**Reading text:**
(begin)

Week 2 · Computer-Controlled Cutting

Overview

This week focuses on computer-controlled cutting techniques, including laser cutting and vinyl cutting. Following the How to Make Almost Everything curriculum, I explored the capabilities of these fabrication tools through material testing and parametric design. I was particularly interested in investigating flexure mechanisms and testing the bending abilities of cardboard material to understand how it could be used for compliant mechanisms and kinetic structures.

Material Testing: Joint Tolerances and Kerf

Before proceeding with the final design and laser cutting, we conducted kerf tests to determine the optimal joint tolerances for cardboard assembly. These tests involved cutting a series of slots with varying widths to identify which dimensions would allow two pieces of cardboard to fit together securely without being too loose or too tight. Through systematic testing, we discovered that a tolerance range of 3.25mm to 2.5mm provided the best friction fit, ensuring the pieces would interlock firmly while still being able to assemble without damaging the material.

Kerf test samples showing different joint tolerance variations to determine optimal fit for cardboard assembly
Close-up of joint testing results, revealing that 3.25mm to 2.5mm tolerance range provides secure interlocking connections

Design Process: Parametric Flexure Exploration

I used Rhino and Grasshopper to generate various flexure pattern iterations, testing different geometric configurations to achieve the desired bending behavior. Through multiple design versions, I found that only the first and third patterns in the first row met my expectations for controlled elastic deformation. The tilted cutting lines required careful adjustment of the flexure patterns to ensure proper alignment and functionality. A critical consideration was monitoring the edges to verify that the cutting lines and flexure patterns would not interfere with each other or get cut off during fabrication.

Multiple flexure pattern iterations exploring different geometric configurations; first row's 1st and 3rd designs successfully met bending performance expectations
Grasshopper parametric definition used to generate and adjust flexure patterns, accounting for tilted cutting lines and edge constraints

Laser Cutting: Flexure Testing

My primary exploration this week centered on understanding material flexure. Flexure mechanisms rely on elastic deformation rather than traditional joints, making them ideal for creating motion without friction or wear. I designed and fabricated a series of test pieces from cardboard to evaluate its bending characteristics, compression behavior, and structural limits under different loading conditions.

(end)

**Dataset entries:**
(begin)

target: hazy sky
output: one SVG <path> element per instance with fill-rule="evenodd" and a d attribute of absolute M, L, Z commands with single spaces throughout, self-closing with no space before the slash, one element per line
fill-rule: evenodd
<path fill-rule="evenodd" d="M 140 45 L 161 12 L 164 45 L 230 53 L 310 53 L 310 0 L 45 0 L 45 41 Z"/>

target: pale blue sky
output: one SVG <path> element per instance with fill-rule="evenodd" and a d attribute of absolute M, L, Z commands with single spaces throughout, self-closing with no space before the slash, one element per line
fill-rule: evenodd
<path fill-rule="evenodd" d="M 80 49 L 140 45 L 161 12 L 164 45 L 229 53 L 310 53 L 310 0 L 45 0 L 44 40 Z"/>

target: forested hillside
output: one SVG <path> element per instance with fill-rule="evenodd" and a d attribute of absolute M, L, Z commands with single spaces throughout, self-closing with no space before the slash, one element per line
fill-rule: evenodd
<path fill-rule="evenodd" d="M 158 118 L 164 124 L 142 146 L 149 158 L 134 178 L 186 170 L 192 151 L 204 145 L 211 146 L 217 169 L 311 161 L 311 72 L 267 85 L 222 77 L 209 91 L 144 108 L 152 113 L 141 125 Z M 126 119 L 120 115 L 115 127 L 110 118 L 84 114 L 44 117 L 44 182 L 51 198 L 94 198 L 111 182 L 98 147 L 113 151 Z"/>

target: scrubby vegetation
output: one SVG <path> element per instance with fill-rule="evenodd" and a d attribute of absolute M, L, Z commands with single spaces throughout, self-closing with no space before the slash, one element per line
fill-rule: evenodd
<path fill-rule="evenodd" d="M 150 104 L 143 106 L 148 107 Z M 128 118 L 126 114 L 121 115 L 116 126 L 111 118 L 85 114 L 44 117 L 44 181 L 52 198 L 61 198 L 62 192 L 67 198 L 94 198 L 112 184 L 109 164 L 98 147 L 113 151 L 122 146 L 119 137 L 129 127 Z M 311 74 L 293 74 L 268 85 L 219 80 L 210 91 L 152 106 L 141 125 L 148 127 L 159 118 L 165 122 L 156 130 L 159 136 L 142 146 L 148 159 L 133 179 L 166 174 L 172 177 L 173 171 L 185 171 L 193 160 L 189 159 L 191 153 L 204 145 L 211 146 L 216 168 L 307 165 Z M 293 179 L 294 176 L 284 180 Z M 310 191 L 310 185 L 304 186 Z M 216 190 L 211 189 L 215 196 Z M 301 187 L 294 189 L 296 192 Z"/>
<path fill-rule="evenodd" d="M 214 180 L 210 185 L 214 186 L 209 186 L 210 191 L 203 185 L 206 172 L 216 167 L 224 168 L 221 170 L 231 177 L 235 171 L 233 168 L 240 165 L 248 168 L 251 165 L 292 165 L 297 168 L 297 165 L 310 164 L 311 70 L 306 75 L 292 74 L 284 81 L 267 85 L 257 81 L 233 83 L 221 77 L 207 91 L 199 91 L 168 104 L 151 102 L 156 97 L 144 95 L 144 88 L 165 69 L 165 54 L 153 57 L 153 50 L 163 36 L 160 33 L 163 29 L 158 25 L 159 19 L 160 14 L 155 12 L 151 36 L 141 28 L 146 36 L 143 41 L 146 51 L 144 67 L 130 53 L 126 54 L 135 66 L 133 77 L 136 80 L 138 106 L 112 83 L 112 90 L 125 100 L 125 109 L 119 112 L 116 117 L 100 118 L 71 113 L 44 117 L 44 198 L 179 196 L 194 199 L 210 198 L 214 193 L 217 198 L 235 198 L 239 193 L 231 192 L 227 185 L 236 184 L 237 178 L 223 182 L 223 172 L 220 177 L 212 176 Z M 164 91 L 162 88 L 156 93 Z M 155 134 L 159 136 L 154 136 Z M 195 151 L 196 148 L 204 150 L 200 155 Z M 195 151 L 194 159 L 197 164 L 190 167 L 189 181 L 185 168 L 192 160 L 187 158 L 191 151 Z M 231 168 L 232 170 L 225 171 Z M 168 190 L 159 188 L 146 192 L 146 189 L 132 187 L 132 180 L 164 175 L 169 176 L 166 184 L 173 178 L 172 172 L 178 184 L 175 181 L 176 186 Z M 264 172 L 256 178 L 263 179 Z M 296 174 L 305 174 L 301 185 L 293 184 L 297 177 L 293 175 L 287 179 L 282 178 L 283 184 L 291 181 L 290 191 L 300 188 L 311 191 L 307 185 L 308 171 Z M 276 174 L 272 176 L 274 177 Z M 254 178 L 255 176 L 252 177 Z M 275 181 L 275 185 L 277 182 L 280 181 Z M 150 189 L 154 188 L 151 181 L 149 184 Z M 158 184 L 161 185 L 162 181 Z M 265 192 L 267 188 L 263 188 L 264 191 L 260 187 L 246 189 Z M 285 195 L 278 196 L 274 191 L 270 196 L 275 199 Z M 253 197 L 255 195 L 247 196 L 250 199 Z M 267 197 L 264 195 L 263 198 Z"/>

(end)

**What is asked:**
- 1) From the computer-controlled cutting text, extract the passage between "Week 2 · Computer-Controlled" and "and kinetic structures.", inclusive.
- 2) Lay out the lines of the listing between the lines holding "target: scrubby vegetation" and "150 104 L 143", inclusive, as a Markdown table with the columns Row and Line, leaving out blank lines.

**Answers in order:**
- 1)
Week 2 · Computer-Controlled Cutting

Overview

This week focuses on computer-controlled cutting techniques, including laser cutting and vinyl cutting. Following the How to Make Almost Everything curriculum, I explored the capabilities of these fabrication tools through material testing and parametric design. I was particularly interested in investigating flexure mechanisms and testing the bending abilities of cardboard material to understand how it could be used for compliant mechanisms and kinetic structures.

- 2)
| Row | Line |
|---|---|
| 1 | target: scrubby vegetation |
| 2 | output: one SVG <path> element per instance with fill-rule="evenodd" and a d attribute of absolute M, L, Z commands with single spaces throughout, self-closing with no space before the slash, one element per line |
| 3 | fill-rule: evenodd |
| 4 | <path fill-rule="evenodd" d="M 150 104 L 143 106 L 148 107 Z M 128 118 L 126 114 L 121 115 L 116 126 L 111 118 L 85 114 L 44 117 L 44 181 L 52 198 L 61 198 L 62 192 L 67 198 L 94 198 L 112 184 L 109 164 L 98 147 L 113 151 L 122 146 L 119 137 L 129 127 Z M 311 74 L 293 74 L 268 85 L 219 80 L 210 91 L 152 106 L 141 125 L 148 127 L 159 118 L 165 122 L 156 130 L 159 136 L 142 146 L 148 159 L 133 179 L 166 174 L 172 177 L 173 171 L 185 171 L 193 160 L 189 159 L 191 153 L 204 145 L 211 146 L 216 168 L 307 165 Z M 293 179 L 294 176 L 284 180 Z M 310 191 L 310 185 L 304 186 Z M 216 190 L 211 189 L 215 196 Z M 301 187 L 294 189 L 296 192 Z"/> |